Arrange all of the data below as a Markdown table with two columns, "No." for the row number and "Line" for the line itself. Leave out any blank lines.

■ ■ ■ ■ ■

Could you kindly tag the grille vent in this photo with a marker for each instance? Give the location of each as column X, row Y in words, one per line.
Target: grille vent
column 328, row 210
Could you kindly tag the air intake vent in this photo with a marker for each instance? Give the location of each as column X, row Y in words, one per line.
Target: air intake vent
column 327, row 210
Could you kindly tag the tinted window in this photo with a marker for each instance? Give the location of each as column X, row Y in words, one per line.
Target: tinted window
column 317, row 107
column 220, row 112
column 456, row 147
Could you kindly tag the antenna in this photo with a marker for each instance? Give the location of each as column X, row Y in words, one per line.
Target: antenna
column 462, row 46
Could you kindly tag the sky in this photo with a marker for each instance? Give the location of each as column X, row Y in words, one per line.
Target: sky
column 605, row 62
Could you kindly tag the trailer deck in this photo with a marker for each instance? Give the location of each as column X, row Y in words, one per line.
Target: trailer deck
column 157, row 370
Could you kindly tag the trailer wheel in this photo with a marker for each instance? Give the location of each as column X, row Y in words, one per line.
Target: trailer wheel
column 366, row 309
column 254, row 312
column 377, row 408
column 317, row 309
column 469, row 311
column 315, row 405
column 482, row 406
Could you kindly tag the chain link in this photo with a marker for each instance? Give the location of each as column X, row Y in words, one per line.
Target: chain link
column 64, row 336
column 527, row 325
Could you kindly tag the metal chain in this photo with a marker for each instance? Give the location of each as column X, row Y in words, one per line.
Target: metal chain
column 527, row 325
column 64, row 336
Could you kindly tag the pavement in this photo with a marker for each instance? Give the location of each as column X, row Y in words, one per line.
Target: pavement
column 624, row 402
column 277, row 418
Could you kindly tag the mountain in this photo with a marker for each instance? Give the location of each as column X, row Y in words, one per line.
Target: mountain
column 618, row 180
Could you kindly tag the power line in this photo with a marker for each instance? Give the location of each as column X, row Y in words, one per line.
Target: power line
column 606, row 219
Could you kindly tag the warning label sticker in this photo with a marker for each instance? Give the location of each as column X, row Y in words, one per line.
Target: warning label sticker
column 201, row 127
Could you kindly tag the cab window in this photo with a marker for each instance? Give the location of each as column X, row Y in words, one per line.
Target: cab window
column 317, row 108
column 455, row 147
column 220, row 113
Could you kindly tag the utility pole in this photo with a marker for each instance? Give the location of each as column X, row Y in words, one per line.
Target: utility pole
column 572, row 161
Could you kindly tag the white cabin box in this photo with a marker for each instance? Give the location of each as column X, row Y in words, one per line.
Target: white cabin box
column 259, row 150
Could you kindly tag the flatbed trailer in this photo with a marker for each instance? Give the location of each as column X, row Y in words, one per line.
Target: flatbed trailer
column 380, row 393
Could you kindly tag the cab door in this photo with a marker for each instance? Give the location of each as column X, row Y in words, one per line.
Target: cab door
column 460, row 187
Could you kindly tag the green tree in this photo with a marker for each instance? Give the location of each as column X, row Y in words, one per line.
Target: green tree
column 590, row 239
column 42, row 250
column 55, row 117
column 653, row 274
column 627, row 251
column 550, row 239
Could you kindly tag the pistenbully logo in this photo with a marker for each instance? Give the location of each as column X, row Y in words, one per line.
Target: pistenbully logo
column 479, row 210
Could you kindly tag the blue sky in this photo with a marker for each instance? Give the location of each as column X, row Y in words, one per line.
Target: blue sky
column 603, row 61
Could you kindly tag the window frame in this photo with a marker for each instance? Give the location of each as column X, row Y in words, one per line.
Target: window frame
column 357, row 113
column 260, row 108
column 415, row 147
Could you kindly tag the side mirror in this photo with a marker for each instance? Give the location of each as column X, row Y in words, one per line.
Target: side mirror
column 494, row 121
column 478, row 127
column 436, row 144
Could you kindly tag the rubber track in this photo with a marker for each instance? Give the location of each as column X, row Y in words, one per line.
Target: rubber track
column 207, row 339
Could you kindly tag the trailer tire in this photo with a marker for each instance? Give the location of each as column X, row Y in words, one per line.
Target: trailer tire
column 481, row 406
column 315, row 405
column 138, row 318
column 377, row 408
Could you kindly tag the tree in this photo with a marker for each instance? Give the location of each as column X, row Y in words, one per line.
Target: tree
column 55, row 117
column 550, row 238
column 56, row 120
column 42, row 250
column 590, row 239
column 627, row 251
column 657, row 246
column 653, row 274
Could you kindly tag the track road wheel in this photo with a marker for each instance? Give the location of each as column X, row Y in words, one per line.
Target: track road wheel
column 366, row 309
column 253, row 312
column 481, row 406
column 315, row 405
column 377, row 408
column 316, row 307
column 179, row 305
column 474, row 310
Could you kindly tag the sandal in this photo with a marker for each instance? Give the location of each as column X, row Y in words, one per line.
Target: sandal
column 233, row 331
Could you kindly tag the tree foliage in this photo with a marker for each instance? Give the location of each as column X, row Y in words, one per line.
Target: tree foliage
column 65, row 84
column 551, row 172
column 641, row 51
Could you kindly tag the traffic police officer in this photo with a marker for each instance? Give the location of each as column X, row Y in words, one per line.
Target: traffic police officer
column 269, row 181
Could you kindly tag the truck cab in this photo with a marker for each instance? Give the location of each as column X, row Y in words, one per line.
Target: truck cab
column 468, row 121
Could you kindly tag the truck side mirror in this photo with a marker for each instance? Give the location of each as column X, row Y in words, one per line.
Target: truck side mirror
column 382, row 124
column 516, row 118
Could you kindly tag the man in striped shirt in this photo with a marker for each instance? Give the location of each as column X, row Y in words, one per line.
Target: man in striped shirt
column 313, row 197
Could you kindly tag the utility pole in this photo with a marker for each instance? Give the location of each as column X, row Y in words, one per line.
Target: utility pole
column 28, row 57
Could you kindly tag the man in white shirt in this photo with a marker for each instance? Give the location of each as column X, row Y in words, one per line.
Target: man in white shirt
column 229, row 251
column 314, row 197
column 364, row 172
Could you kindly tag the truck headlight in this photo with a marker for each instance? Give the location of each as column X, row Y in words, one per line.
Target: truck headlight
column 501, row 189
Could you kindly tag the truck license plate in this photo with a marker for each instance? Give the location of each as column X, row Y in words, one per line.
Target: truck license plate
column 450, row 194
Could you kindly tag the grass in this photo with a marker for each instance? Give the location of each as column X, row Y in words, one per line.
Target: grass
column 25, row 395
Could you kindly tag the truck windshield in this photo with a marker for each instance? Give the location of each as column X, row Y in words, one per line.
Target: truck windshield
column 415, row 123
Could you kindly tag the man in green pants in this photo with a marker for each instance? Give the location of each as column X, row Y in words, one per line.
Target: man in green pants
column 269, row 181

■ ■ ■ ■ ■

TASK ANSWER:
| No. | Line |
|---|---|
| 1 | Could you kindly tag the grille vent in this photo with a marker for each instance? Give the location of each as column X, row Y in words, one per line. |
| 2 | Target: grille vent |
| 3 | column 328, row 210 |
| 4 | Could you kindly tag the air intake vent in this photo with a marker for each instance? Give the location of each as column X, row Y in words, one per line. |
| 5 | Target: air intake vent |
| 6 | column 327, row 210 |
| 7 | Could you kindly tag the tinted window in this photo with a marker for each instance? Give the location of each as column X, row Y in words, one per line. |
| 8 | Target: tinted window |
| 9 | column 317, row 107 |
| 10 | column 220, row 112 |
| 11 | column 456, row 147 |
| 12 | Could you kindly tag the antenna in this photo with a marker for each instance? Give the location of each as column X, row Y in words, one per line. |
| 13 | Target: antenna |
| 14 | column 462, row 46 |
| 15 | Could you kindly tag the sky in this photo with a marker for each instance? Give the location of each as column X, row Y in words, one per line. |
| 16 | Target: sky |
| 17 | column 605, row 62 |
| 18 | Could you kindly tag the trailer deck in this photo with a marker for each instance? Give the location of each as column X, row Y in words, one per line. |
| 19 | Target: trailer deck |
| 20 | column 157, row 370 |
| 21 | Could you kindly tag the trailer wheel in this photo with a marker for each instance? Give the location of each as column X, row Y in words, one per line. |
| 22 | Target: trailer wheel |
| 23 | column 366, row 309 |
| 24 | column 254, row 312 |
| 25 | column 377, row 408 |
| 26 | column 317, row 309 |
| 27 | column 469, row 311 |
| 28 | column 315, row 405 |
| 29 | column 482, row 406 |
| 30 | Could you kindly tag the chain link in this photo with a marker for each instance? Give the location of each as column X, row Y in words, one per line. |
| 31 | Target: chain link |
| 32 | column 64, row 336 |
| 33 | column 527, row 325 |
| 34 | Could you kindly tag the metal chain in this photo with a marker for each instance? Give the location of each as column X, row Y in words, one per line. |
| 35 | Target: metal chain |
| 36 | column 527, row 325 |
| 37 | column 64, row 336 |
| 38 | Could you kindly tag the pavement in this photo with a marker for each instance? Give the location of each as column X, row Y in words, one per line. |
| 39 | Target: pavement |
| 40 | column 624, row 402 |
| 41 | column 277, row 418 |
| 42 | Could you kindly tag the mountain in this photo with a marker for each instance? Give the location of each as column X, row Y in words, one per line. |
| 43 | Target: mountain |
| 44 | column 618, row 180 |
| 45 | Could you kindly tag the power line in this photo with a marker for each instance? Give the location of each as column X, row Y in words, one per line. |
| 46 | Target: power line |
| 47 | column 606, row 219 |
| 48 | Could you kindly tag the warning label sticker in this photo with a marker for each instance? Give the location of each as column X, row Y in words, one per line. |
| 49 | Target: warning label sticker |
| 50 | column 201, row 127 |
| 51 | Could you kindly tag the cab window in this photo with a marker for each instance? Give the location of each as column X, row Y in words, one per line. |
| 52 | Target: cab window |
| 53 | column 317, row 108 |
| 54 | column 455, row 147 |
| 55 | column 220, row 113 |
| 56 | Could you kindly tag the utility pole in this photo with a marker for each instance? Give the location of each as column X, row Y in words, one per line. |
| 57 | Target: utility pole |
| 58 | column 572, row 161 |
| 59 | Could you kindly tag the white cabin box in this photo with a marker for each instance? Give the location of each as column X, row Y in words, one per line. |
| 60 | Target: white cabin box |
| 61 | column 259, row 150 |
| 62 | Could you kindly tag the flatbed trailer in this photo with a marker for each instance? Give the location of each as column X, row Y in words, one per line. |
| 63 | Target: flatbed trailer |
| 64 | column 380, row 393 |
| 65 | Could you kindly tag the cab door in this photo with a marker for each instance? Give the location of each as column X, row Y in words, one per line. |
| 66 | Target: cab door |
| 67 | column 460, row 187 |
| 68 | Could you kindly tag the green tree in this photo with a marker for each instance? Give the location of each as column X, row Y in words, one per line. |
| 69 | Target: green tree |
| 70 | column 590, row 239 |
| 71 | column 42, row 250 |
| 72 | column 55, row 117 |
| 73 | column 653, row 274 |
| 74 | column 627, row 251 |
| 75 | column 550, row 239 |
| 76 | Could you kindly tag the pistenbully logo in this photo with a marker for each instance? Give the location of each as column X, row Y in words, one per line. |
| 77 | Target: pistenbully logo |
| 78 | column 479, row 210 |
| 79 | Could you kindly tag the blue sky in this photo with a marker for each instance? Give the location of each as column X, row Y in words, one per line. |
| 80 | Target: blue sky |
| 81 | column 603, row 61 |
| 82 | Could you kindly tag the window frame in this photo with a marker for each instance? Give the location of each as column X, row Y in words, one per line. |
| 83 | Target: window frame |
| 84 | column 357, row 113 |
| 85 | column 260, row 108 |
| 86 | column 415, row 147 |
| 87 | Could you kindly tag the side mirror in this photo with a marker for each instance? Give the location of each as column X, row Y in words, one per line. |
| 88 | Target: side mirror |
| 89 | column 494, row 121 |
| 90 | column 478, row 127 |
| 91 | column 436, row 144 |
| 92 | Could you kindly tag the rubber track in this photo with a marker for each instance? Give the location of each as column X, row Y in words, one per line. |
| 93 | Target: rubber track |
| 94 | column 207, row 339 |
| 95 | Could you kindly tag the trailer tire in this photo with a marker for each instance? Give the location of each as column X, row Y in words, one per line. |
| 96 | Target: trailer tire |
| 97 | column 481, row 406 |
| 98 | column 315, row 405 |
| 99 | column 138, row 318 |
| 100 | column 377, row 408 |
| 101 | Could you kindly tag the tree in this photo with a marker for each instance? Give the location of each as column X, row Y in words, one per line. |
| 102 | Target: tree |
| 103 | column 55, row 117 |
| 104 | column 550, row 238 |
| 105 | column 56, row 120 |
| 106 | column 42, row 250 |
| 107 | column 590, row 239 |
| 108 | column 627, row 251 |
| 109 | column 657, row 246 |
| 110 | column 653, row 274 |
| 111 | Could you kindly tag the track road wheel in this photo with a marker for each instance? Give the location of each as column X, row Y in words, one per line. |
| 112 | Target: track road wheel |
| 113 | column 366, row 309 |
| 114 | column 253, row 312 |
| 115 | column 481, row 406 |
| 116 | column 315, row 405 |
| 117 | column 377, row 408 |
| 118 | column 316, row 307 |
| 119 | column 179, row 305 |
| 120 | column 474, row 310 |
| 121 | Could you kindly tag the sandal in this photo with a marker for each instance? Give the location of each as column X, row Y in words, one per line. |
| 122 | Target: sandal |
| 123 | column 233, row 331 |
| 124 | Could you kindly tag the tree foliage in this photo with a marker for each instance? Give the location of each as column X, row Y in words, one per line. |
| 125 | Target: tree foliage |
| 126 | column 65, row 84 |
| 127 | column 551, row 172 |
| 128 | column 641, row 51 |
| 129 | Could you kindly tag the traffic police officer in this photo with a marker for each instance? Give the location of each as column X, row Y in words, one per line. |
| 130 | Target: traffic police officer |
| 131 | column 269, row 181 |
| 132 | Could you kindly tag the truck cab in this photo with a marker for each instance? Give the location of each as column X, row Y in words, one per line. |
| 133 | Target: truck cab |
| 134 | column 468, row 121 |
| 135 | Could you kindly tag the truck side mirror in this photo with a marker for each instance? Give the location of each as column X, row Y in words, one per line. |
| 136 | Target: truck side mirror |
| 137 | column 382, row 124 |
| 138 | column 516, row 118 |
| 139 | Could you kindly tag the man in striped shirt in this photo with a marker for each instance? Give the location of each as column X, row Y in words, one per line. |
| 140 | Target: man in striped shirt |
| 141 | column 313, row 197 |
| 142 | Could you kindly tag the utility pole in this photo with a marker for each instance? Give the location of each as column X, row Y in words, one per line. |
| 143 | Target: utility pole |
| 144 | column 28, row 57 |
| 145 | Could you kindly tag the man in white shirt in this photo with a marker for each instance? Give the location of each as column X, row Y in words, one per line. |
| 146 | Target: man in white shirt |
| 147 | column 229, row 251 |
| 148 | column 314, row 197 |
| 149 | column 364, row 172 |
| 150 | Could you kindly tag the truck headlight in this photo with a marker for each instance? Give the location of each as column X, row Y in words, one per line. |
| 151 | Target: truck headlight |
| 152 | column 501, row 189 |
| 153 | Could you kindly tag the truck license plate in this photo with a marker for each instance? Give the location of each as column X, row Y in words, one per line. |
| 154 | Target: truck license plate |
| 155 | column 450, row 194 |
| 156 | Could you kindly tag the grass in this photo with a marker for each instance? Give the location of each as column X, row Y in words, one per line. |
| 157 | Target: grass |
| 158 | column 25, row 395 |
| 159 | Could you kindly tag the truck windshield in this photo with a marker for each instance? Give the location of each as column X, row Y in words, one per line. |
| 160 | Target: truck windshield |
| 161 | column 415, row 123 |
| 162 | Could you kindly tag the man in green pants in this photo with a marker for each instance? Give the location of each as column X, row Y in words, one per line. |
| 163 | Target: man in green pants |
| 164 | column 269, row 181 |